===== Input records =====
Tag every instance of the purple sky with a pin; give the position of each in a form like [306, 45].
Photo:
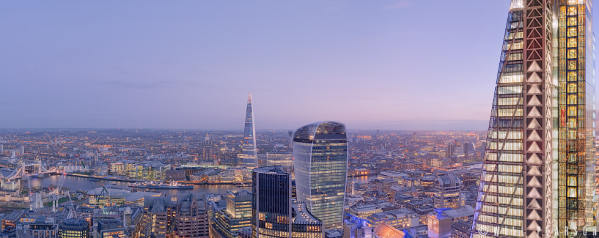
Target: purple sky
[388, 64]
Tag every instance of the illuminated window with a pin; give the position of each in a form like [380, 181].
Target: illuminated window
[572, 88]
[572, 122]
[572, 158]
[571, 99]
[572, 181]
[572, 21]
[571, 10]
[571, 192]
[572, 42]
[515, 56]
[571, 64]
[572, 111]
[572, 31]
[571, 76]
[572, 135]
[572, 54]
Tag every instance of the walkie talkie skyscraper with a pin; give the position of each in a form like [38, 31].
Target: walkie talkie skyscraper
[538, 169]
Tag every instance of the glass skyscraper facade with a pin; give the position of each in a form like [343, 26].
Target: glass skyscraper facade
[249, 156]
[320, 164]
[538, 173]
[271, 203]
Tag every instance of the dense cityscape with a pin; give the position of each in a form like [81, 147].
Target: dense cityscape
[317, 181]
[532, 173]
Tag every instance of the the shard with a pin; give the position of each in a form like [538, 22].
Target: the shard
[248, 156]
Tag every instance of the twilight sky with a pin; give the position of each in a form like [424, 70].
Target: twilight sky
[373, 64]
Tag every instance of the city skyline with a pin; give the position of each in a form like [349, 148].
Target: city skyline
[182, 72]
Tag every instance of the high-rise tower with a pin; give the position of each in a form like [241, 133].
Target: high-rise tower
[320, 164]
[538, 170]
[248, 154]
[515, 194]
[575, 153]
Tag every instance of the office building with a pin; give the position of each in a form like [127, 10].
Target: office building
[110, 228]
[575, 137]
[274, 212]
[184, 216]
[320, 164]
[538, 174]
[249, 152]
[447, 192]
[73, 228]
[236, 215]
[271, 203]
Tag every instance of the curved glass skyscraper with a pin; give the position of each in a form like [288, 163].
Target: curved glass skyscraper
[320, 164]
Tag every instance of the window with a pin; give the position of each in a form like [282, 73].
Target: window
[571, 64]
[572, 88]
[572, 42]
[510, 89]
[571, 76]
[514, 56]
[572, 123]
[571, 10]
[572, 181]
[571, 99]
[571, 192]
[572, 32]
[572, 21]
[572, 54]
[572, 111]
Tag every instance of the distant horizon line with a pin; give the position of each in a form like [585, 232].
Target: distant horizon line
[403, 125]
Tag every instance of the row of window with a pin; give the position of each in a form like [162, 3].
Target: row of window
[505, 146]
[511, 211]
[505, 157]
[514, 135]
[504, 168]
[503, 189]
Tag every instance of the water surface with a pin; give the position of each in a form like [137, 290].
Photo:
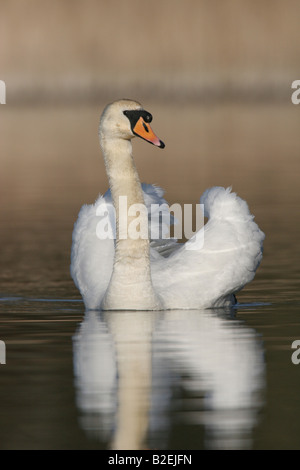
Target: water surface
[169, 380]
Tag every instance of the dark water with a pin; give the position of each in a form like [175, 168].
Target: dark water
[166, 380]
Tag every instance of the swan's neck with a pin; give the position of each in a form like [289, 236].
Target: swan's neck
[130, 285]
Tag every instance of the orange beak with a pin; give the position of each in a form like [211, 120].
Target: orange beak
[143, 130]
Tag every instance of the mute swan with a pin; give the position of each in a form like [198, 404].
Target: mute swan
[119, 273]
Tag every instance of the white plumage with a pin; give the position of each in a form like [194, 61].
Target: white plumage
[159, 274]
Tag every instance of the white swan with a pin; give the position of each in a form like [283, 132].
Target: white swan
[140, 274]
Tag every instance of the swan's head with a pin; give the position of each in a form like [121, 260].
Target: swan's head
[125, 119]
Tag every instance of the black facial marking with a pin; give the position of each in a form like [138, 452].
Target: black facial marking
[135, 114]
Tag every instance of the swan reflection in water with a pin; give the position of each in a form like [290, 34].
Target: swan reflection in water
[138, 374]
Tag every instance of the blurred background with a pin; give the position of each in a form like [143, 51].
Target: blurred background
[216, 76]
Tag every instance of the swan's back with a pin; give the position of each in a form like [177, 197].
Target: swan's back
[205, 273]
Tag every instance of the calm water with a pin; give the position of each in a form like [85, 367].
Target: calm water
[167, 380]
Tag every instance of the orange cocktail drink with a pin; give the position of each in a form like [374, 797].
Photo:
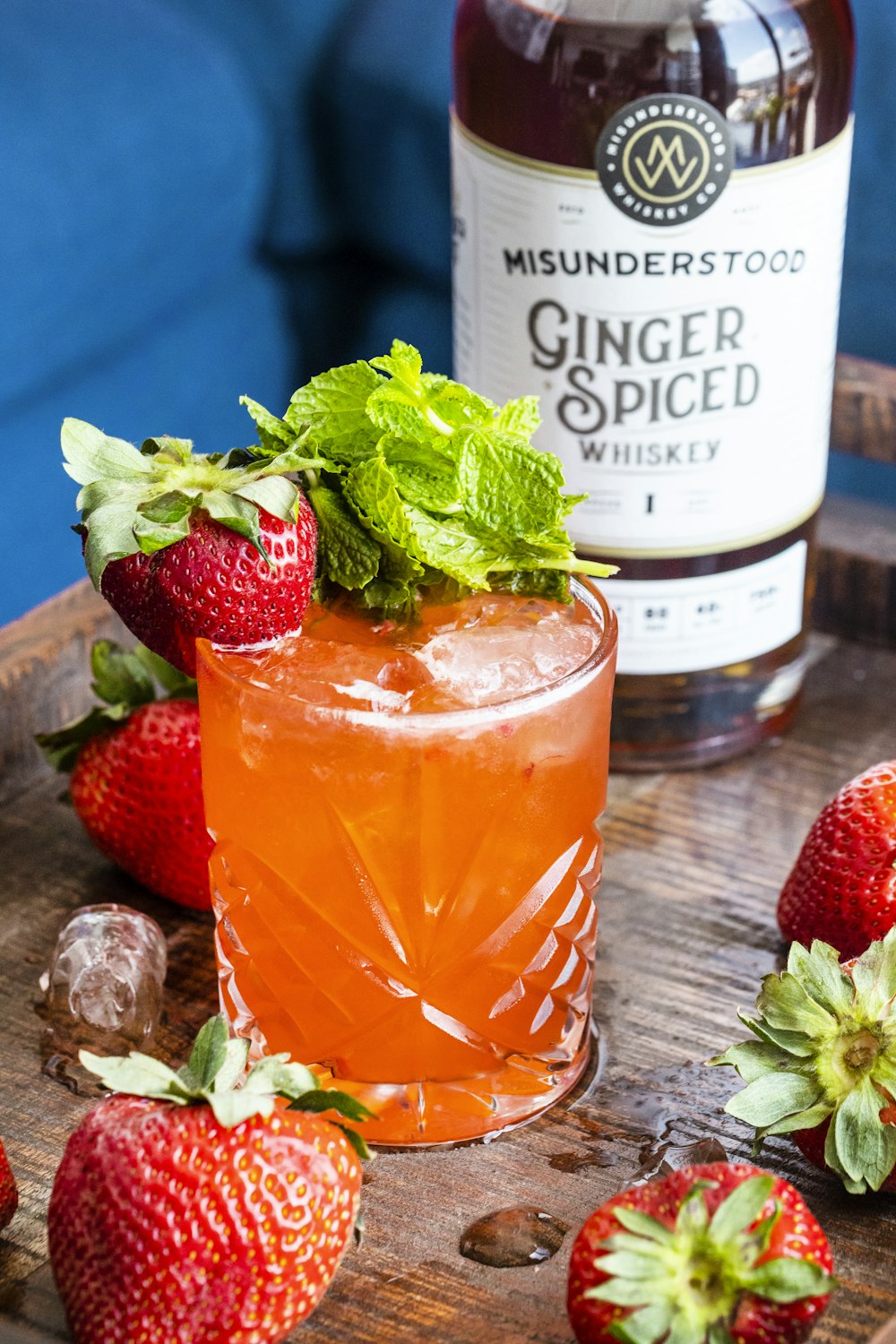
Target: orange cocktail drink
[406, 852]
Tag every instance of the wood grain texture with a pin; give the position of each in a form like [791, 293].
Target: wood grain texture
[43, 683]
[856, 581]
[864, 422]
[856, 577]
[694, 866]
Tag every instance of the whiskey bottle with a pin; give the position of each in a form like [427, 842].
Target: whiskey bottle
=====
===== Input records =====
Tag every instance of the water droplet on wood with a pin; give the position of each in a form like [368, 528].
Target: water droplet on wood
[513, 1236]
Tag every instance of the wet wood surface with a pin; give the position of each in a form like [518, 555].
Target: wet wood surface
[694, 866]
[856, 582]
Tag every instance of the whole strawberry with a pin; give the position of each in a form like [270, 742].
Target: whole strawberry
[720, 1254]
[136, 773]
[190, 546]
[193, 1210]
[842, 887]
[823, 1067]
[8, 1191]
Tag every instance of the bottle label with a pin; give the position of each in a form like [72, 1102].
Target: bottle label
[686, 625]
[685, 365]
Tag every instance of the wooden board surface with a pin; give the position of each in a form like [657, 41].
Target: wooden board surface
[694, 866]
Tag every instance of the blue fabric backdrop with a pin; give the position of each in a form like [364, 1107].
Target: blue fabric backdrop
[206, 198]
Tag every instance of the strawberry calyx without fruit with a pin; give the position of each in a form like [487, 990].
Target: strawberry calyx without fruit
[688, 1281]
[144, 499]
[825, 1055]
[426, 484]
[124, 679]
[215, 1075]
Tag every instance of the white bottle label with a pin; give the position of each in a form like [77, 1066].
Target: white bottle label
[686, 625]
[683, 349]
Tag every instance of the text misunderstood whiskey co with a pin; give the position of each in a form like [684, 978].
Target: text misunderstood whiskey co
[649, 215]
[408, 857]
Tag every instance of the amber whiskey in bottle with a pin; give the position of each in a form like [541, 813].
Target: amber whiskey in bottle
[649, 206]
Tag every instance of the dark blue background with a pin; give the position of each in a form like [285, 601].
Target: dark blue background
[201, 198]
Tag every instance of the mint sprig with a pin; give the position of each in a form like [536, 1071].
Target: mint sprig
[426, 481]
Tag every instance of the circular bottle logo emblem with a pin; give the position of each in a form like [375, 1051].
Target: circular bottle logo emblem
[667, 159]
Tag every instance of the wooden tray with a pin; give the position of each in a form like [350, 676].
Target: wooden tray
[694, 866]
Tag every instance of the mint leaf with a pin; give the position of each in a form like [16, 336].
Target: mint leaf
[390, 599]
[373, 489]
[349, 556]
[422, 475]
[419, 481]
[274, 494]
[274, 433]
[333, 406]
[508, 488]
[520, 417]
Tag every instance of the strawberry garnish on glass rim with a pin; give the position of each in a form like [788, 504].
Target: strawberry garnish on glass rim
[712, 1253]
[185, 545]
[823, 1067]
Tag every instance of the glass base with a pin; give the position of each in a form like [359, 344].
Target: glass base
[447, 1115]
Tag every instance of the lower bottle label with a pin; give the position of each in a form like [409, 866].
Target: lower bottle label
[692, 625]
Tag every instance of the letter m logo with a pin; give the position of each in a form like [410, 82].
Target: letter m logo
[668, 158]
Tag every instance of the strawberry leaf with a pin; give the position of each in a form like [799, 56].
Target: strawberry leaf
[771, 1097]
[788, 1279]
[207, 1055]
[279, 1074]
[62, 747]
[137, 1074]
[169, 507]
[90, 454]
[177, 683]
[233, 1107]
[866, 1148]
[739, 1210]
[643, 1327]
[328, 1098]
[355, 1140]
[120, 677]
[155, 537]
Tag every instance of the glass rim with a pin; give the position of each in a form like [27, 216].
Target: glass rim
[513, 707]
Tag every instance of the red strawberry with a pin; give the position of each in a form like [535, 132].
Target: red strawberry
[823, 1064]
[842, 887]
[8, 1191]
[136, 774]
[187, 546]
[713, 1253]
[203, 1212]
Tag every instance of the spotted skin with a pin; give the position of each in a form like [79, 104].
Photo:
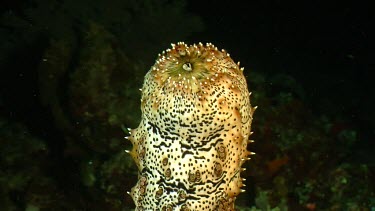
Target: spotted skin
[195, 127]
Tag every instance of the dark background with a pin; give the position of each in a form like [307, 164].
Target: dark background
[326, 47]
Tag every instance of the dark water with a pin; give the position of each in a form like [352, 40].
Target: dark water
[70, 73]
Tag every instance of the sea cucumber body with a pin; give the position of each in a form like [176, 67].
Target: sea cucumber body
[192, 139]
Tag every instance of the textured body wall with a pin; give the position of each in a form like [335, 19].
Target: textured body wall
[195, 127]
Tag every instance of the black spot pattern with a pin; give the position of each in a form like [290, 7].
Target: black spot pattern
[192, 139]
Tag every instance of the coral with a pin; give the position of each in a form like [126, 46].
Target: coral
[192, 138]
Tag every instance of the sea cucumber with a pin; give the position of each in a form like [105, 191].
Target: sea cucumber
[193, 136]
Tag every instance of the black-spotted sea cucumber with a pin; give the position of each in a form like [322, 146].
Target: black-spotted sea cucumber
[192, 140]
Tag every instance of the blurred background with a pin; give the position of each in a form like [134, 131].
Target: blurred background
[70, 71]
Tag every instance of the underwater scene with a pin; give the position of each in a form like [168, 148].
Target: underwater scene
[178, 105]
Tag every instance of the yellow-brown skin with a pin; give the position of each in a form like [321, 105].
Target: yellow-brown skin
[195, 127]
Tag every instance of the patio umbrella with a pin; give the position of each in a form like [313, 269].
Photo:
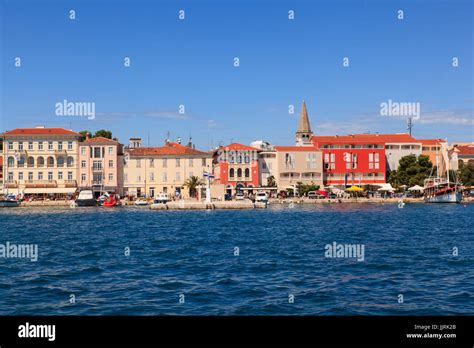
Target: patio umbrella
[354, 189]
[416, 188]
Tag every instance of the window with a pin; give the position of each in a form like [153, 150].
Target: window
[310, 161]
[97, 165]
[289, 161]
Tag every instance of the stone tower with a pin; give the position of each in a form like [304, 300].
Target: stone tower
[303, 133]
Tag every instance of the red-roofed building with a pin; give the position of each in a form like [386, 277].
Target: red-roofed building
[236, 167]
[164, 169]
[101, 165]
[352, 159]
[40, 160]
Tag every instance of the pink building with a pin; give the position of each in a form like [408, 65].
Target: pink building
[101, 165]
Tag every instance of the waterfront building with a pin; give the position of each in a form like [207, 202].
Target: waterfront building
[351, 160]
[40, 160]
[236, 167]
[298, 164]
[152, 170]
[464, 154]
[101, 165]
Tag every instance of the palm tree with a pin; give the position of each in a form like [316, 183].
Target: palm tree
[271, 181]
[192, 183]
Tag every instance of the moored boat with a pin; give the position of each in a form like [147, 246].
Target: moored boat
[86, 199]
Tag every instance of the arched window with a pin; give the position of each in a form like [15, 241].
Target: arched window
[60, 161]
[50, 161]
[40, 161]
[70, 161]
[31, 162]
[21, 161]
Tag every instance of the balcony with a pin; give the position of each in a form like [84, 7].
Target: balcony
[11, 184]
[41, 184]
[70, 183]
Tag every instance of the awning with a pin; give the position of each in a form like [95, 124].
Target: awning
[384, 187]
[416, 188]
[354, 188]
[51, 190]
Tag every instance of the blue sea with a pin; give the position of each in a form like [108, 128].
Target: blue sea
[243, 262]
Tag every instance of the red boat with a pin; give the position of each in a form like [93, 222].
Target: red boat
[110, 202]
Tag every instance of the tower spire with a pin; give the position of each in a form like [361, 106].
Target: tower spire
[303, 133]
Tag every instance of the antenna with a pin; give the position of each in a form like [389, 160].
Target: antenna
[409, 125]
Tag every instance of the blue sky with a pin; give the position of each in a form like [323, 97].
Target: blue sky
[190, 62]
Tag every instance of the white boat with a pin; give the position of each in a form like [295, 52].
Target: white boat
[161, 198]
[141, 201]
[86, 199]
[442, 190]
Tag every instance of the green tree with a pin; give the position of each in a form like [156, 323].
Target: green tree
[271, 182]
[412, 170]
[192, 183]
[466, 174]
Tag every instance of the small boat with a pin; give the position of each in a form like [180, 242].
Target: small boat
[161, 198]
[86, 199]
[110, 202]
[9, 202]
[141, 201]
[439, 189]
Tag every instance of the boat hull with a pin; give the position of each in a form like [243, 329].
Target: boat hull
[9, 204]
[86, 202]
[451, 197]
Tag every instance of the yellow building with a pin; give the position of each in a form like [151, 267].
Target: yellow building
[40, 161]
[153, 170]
=====
===== Input records =====
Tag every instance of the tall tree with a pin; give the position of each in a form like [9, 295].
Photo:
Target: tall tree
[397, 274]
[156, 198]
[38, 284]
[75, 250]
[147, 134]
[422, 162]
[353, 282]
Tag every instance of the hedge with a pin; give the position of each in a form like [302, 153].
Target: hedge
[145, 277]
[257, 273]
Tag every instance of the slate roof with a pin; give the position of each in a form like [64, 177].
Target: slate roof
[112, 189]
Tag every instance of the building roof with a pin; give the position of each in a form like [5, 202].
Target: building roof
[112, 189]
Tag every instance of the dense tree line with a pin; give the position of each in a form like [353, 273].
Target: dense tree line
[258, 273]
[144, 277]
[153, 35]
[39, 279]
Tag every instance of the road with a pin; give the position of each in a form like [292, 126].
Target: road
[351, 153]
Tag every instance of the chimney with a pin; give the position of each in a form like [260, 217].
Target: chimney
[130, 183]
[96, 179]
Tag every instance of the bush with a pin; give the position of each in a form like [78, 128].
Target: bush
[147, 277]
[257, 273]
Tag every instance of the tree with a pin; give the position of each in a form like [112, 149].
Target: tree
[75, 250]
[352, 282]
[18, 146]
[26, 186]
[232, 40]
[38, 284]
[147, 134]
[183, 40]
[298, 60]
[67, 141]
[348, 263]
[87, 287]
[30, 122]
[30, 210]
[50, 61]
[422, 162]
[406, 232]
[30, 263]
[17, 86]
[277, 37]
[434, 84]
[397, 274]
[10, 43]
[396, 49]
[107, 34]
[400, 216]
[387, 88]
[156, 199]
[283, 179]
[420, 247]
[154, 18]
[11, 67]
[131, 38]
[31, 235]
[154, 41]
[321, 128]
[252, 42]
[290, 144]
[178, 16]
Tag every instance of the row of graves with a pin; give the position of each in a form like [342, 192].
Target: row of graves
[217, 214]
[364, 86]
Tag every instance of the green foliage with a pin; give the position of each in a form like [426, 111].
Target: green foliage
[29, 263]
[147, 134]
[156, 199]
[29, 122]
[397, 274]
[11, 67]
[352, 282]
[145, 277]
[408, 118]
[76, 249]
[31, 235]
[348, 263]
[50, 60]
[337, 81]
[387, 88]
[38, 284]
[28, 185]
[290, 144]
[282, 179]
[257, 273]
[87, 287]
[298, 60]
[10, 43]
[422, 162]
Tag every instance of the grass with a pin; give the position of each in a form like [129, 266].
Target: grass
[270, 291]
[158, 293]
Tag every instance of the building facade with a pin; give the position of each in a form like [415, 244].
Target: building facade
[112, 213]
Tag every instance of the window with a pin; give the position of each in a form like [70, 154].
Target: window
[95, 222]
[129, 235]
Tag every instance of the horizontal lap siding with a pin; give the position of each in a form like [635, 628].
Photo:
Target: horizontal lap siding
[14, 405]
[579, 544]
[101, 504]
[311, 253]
=====
(Instructions for the task)
Return the span of lines in the data above that opens at the line with "Target: tower spire" and closes at the line with "Tag every instance of the white boat", exactly, ends included, nothing else.

(Problem solution)
Target: tower spire
[303, 133]
Tag every instance of the antenna with a pin; give the position of each in a form like [389, 160].
Target: antenna
[409, 125]
Tag every instance of the blue sky with a pin; give the position of each in a form like [323, 97].
Target: blue sky
[190, 62]
Tag every instance of the white boat with a pin; give the position of each in a form like [295, 52].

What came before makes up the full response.